Starting at the line that contains "of the dried" and ending at the line that contains "pixel 552 429", rewrite the material below with "instance" changed to "occurrence" and nothing else altered. Return only those lines.

[Given records]:
::::::::::

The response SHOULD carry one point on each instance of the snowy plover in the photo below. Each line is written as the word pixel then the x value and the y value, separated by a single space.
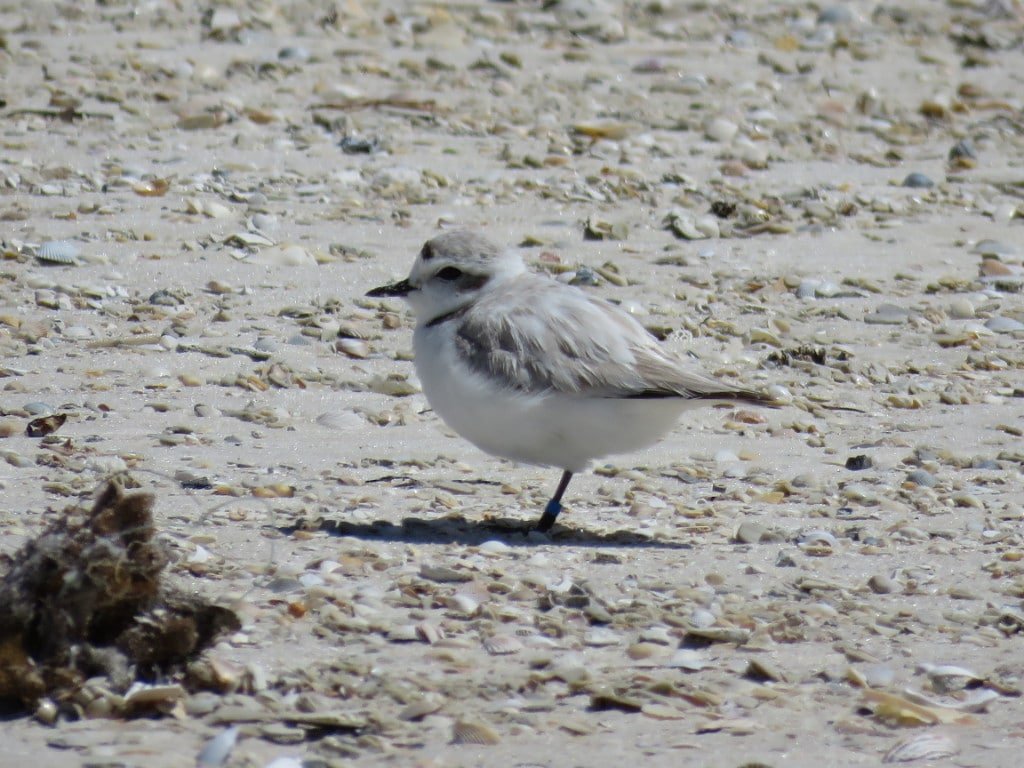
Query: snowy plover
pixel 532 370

::::::::::

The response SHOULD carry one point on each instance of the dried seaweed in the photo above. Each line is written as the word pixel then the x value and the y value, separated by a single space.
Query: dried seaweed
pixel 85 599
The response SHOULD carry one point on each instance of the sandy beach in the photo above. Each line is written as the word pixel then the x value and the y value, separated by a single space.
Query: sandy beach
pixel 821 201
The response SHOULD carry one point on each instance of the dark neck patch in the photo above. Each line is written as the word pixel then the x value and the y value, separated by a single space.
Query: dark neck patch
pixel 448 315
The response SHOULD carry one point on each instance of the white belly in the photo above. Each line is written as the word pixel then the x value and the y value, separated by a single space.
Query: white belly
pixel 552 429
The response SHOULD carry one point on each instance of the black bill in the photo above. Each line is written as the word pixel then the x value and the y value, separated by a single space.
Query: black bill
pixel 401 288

::::::::::

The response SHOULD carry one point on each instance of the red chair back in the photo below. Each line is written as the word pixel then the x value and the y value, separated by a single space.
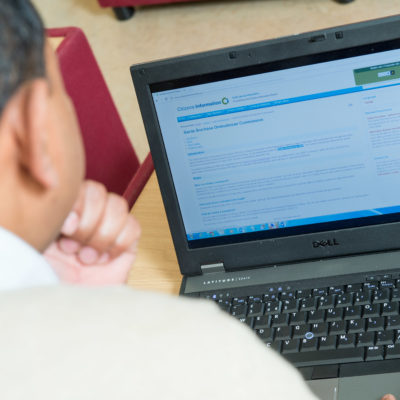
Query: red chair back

::::::::::

[Solution]:
The response SHOULD carry one point on each occurrence of the dried seaweed in the photo above. Each line is written as the word pixel then the x value and the y value, separated by a single space.
Query: dried seaweed
pixel 85 599
The response SHOULD carry one point on each occurrence of the sandy beach in the photo above. Each line is written as the word pixel then the x value and the y value, separated by a single space.
Query: sandy beach
pixel 821 201
The response SHOULD carry one point on each occurrence of the dark neck patch in the photo above. Each line is written as the word pixel then the x value and the y value, separated by a single space.
Query: dark neck patch
pixel 448 315
The response SHOULD carry one point on each occurrence of the white belly in the photo above. Each line is written as the word pixel then the x value and the y value, separated by a single space.
Query: white belly
pixel 552 429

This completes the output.